Work to complete:
Exact copy without images: repeat every entry as written.

------ Recorded data

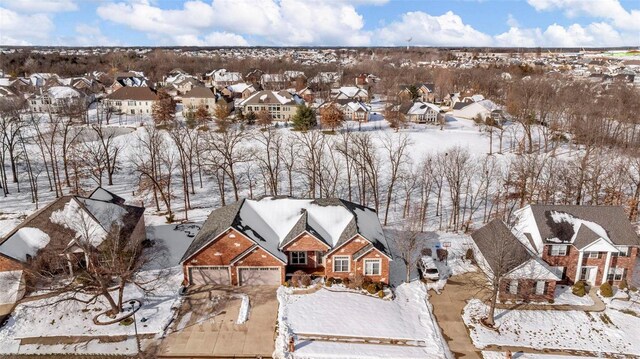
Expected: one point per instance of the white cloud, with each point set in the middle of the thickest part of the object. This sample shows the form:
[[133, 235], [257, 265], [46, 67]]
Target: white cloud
[[611, 10], [41, 6], [592, 35], [286, 22], [424, 29], [18, 29]]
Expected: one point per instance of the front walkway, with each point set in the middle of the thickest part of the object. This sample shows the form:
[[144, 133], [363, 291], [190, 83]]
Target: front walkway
[[206, 325], [447, 308]]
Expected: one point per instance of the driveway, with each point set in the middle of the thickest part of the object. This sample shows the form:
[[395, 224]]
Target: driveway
[[447, 308], [206, 325]]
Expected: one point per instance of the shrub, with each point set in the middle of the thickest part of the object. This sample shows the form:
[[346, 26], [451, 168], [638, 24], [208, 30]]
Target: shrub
[[623, 284], [606, 290], [579, 288], [469, 255], [298, 278], [329, 282]]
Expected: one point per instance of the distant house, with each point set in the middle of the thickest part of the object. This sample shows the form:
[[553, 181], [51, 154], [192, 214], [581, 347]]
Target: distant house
[[222, 78], [199, 96], [349, 93], [280, 104], [472, 107], [356, 111], [501, 254], [263, 242], [58, 227], [132, 100], [242, 90], [421, 112], [127, 79], [56, 99]]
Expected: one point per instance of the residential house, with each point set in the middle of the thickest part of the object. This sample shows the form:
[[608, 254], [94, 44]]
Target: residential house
[[262, 242], [127, 79], [221, 78], [596, 244], [347, 94], [51, 235], [199, 96], [356, 111], [280, 104], [421, 112], [502, 255], [132, 100], [56, 99]]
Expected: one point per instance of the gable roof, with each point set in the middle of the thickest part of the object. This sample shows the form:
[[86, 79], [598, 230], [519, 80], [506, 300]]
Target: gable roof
[[273, 222], [581, 225], [56, 222], [141, 93], [500, 248]]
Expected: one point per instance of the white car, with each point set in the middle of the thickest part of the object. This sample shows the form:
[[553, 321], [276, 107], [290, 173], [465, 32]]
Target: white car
[[428, 269]]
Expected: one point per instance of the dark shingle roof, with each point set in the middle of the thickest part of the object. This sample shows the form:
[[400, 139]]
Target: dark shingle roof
[[612, 218], [500, 248]]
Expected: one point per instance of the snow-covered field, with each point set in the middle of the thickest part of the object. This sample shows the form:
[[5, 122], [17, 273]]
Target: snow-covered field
[[608, 332], [51, 318], [408, 317]]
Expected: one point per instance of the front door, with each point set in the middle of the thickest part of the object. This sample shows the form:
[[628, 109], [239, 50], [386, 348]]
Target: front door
[[588, 274]]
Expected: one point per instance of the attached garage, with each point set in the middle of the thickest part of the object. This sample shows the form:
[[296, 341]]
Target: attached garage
[[260, 275], [203, 275]]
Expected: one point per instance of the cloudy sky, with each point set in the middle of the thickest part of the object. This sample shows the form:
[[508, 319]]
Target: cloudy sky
[[561, 23]]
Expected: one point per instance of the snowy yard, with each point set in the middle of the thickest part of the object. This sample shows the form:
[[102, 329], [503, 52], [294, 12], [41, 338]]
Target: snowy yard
[[324, 313], [608, 332], [51, 319]]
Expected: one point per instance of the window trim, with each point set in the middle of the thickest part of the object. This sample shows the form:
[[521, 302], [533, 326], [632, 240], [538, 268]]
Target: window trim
[[298, 253], [333, 264], [371, 260], [513, 283], [561, 250]]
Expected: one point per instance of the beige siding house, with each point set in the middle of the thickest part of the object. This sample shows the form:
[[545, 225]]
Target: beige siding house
[[281, 104], [132, 100]]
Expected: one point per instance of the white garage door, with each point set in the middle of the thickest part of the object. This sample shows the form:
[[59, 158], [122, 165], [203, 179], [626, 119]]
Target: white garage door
[[202, 275], [260, 276]]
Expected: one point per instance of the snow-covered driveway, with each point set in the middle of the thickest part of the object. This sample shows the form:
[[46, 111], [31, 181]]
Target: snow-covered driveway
[[345, 314]]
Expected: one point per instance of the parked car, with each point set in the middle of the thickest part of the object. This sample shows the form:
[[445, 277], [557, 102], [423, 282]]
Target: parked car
[[428, 269]]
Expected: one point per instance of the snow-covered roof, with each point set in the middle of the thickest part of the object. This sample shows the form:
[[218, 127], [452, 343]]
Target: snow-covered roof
[[420, 108], [273, 221], [60, 92], [26, 242]]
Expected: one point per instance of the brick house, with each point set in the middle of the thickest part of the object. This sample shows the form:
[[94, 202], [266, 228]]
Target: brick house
[[262, 242], [593, 243], [503, 256]]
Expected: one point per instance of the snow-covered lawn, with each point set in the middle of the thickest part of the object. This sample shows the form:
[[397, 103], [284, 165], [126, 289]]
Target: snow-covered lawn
[[610, 331], [563, 295], [327, 313], [50, 318]]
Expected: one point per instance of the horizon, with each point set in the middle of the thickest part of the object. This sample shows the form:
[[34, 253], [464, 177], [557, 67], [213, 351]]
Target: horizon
[[326, 23]]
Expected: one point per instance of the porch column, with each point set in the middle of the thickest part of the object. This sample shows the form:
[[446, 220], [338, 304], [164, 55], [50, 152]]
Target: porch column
[[578, 267], [606, 268]]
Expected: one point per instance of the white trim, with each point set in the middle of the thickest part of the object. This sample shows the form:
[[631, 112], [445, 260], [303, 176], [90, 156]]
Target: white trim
[[364, 266], [281, 247], [257, 267], [298, 264], [333, 263]]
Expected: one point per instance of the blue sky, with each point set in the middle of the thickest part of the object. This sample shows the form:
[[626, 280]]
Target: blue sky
[[560, 23]]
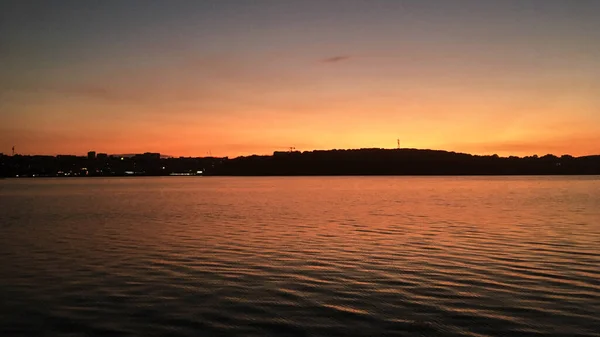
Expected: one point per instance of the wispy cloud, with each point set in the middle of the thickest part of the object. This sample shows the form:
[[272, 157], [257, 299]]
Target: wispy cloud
[[336, 59]]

------------

Task response:
Expected: one point per instance of the white cloud, with each point set in the middle of the thickest part of the object. This sample shows the form:
[[133, 235], [257, 265], [46, 67]]
Target: white cloud
[[611, 10], [41, 6], [592, 35], [286, 22], [424, 29], [18, 29]]
Expected: one point per instance of the front walkway, with each point set in the middle of the thickest part of the object. This sample shows the form:
[[144, 133], [363, 291], [190, 83]]
Target: front walkway
[[206, 325], [447, 308]]
Expected: one point per instance of the driveway, with each point set in the middle of the thickest part of the object. This sample shows the form:
[[395, 224]]
Target: driveway
[[447, 308], [206, 325]]
Expected: one point per instance of the shrub, with each point set in the middle of the thickest part of the object. This sample shows the form:
[[346, 26], [451, 168], [638, 24], [208, 30]]
Target: shrub
[[623, 284], [606, 290], [579, 288], [469, 255], [298, 278], [329, 282]]
Expected: one point per instance of the distant house, with each point set in the middle of the thickest part of the object. This sample shows the form:
[[553, 181], [51, 154], [192, 214], [581, 347]]
Target: distant house
[[222, 78], [199, 96], [349, 93], [280, 104], [472, 107], [356, 111], [501, 254], [263, 242], [58, 227], [132, 100], [242, 90], [421, 112], [127, 79], [56, 99]]
Expected: one point per instance of the residential house, with each point set in the middle of the thickest part of the object. This sample shows the form:
[[608, 254], [94, 44]]
Target: residential house
[[262, 242], [127, 79], [221, 78], [596, 244], [347, 94], [51, 235], [199, 96], [356, 111], [280, 104], [421, 112], [502, 255], [132, 100], [56, 99]]
Expected: one point per instance of the gable roof, with each point set in the middle of the thickest part of the object. This sample shows the form:
[[86, 79], [598, 230], [519, 80], [506, 300]]
Target: gable roof
[[273, 222], [581, 225], [56, 222], [141, 93], [500, 248]]
Expected: one point per instance of the white car, with each point set in the middle of the thickest part of the object. This sample shows the form:
[[553, 321], [276, 107], [290, 173], [465, 32]]
Target: white car
[[428, 269]]
Expected: one point per instance of the dark shingle roof, with each point set in the middle of the thickest part of the object. This sample shows the form:
[[400, 139]]
Target: dark shingle roof
[[612, 218], [500, 248]]
Expected: one point per instance of the snow-covered field, with each point set in the middle of the thickest part of the object. This sample shows the form:
[[5, 122], [17, 273]]
Target: snow-covered field
[[608, 332], [51, 318], [408, 317]]
Expected: one point per instance of the front door, with each point set in the middle of the thickest part of the object. This sample shows the form:
[[628, 109], [239, 50], [386, 348]]
Target: front door
[[588, 274]]
Expected: one point per instance of the attached garage, with each point set in the middle of the thickest part of the object. This sample shows the form:
[[296, 341]]
Target: attached garage
[[260, 275], [203, 275]]
Expected: one point per instance of the cloudy sky, with each point set in the middle of the thickest part of the object. This sample shows the form:
[[508, 319]]
Target: cloudy sky
[[561, 23]]
Expected: one point per instance of the snowy yard, with each point set in the middle of the thickest part of the object. This sample shows the form:
[[102, 329], [503, 52], [294, 12], [41, 338]]
Target: snowy yard
[[324, 313], [608, 332], [51, 319]]
Expected: one point per instance of the window trim, with each point set in the middle of the thickest part of the object. This sample shows the form:
[[521, 302], [533, 326], [632, 240], [538, 268]]
Target: window trim
[[298, 253], [333, 264], [371, 260], [513, 283], [561, 250]]
Expected: one point per instance of the beige siding house, with each point set in the middle of the thickest part of the object. This sample shows the form:
[[545, 225]]
Target: beige siding house
[[281, 104], [132, 100]]
Expected: one point per instance of the white garage door, with each point set in the middle of the thickest part of the object. This sample shows the form:
[[59, 158], [122, 165], [203, 179], [626, 119]]
Target: white garage door
[[202, 275], [260, 276]]
Expected: one point per instance of the snow-covered driveway, with each point set in the middle of the thickest part of the object. This sample shows the form:
[[46, 111], [31, 181]]
Target: snow-covered driveway
[[345, 314]]
Expected: one point per instance of the parked car, with each point set in the middle of the thickest part of the object. This sample shows the form:
[[445, 277], [557, 102], [423, 282]]
Target: parked car
[[428, 269]]
Expected: one point per instance of the snow-covered roof, with each point set in the middle of the thickest part of the object. This sample shows the form:
[[218, 127], [452, 343]]
Target: snow-covered roof
[[420, 108], [273, 221], [60, 92], [26, 242]]
Expected: one point per instance of the brick house, with each point set in the middle of the thickest part of the object. This sample shows the form:
[[94, 202], [266, 228]]
Target: brick house
[[262, 242], [593, 243], [503, 256]]
Expected: one point per instance of the snow-covered lawn, with each point set in the middle of the thickest part of the object. This sample shows the form:
[[397, 103], [284, 165], [126, 289]]
Target: snow-covered lawn
[[610, 331], [563, 295], [327, 313], [50, 318]]
Expected: one point per instance of the horizon, with each point set in the middle of the thickest part of the object. This sample shows the form:
[[34, 253], [464, 177], [557, 67], [213, 351]]
Target: horizon
[[326, 23]]
Expected: one point per instance of the porch column, with each point set in the middle of the thickest part of the object. This sample shows the form:
[[446, 220], [338, 304], [164, 55], [50, 152]]
Target: porch column
[[578, 267], [606, 268]]
Expected: one point per instance of the white trim, with each point set in the middle of the thickest part of the object. This sample shows the form:
[[631, 112], [445, 260], [303, 176], [90, 156]]
Target: white trim
[[364, 266], [281, 247], [257, 267], [298, 264], [333, 263]]
Expected: one point per instance of the blue sky, with each point set in the middle of the thickest part of the object. This sample shows the form:
[[626, 280]]
Target: blue sky
[[560, 23]]
Expected: one point per instance of the wispy cloud, with each point set in the middle of the thickest part of the object. This sample shows the form:
[[272, 157], [257, 299]]
Target: wispy cloud
[[336, 59]]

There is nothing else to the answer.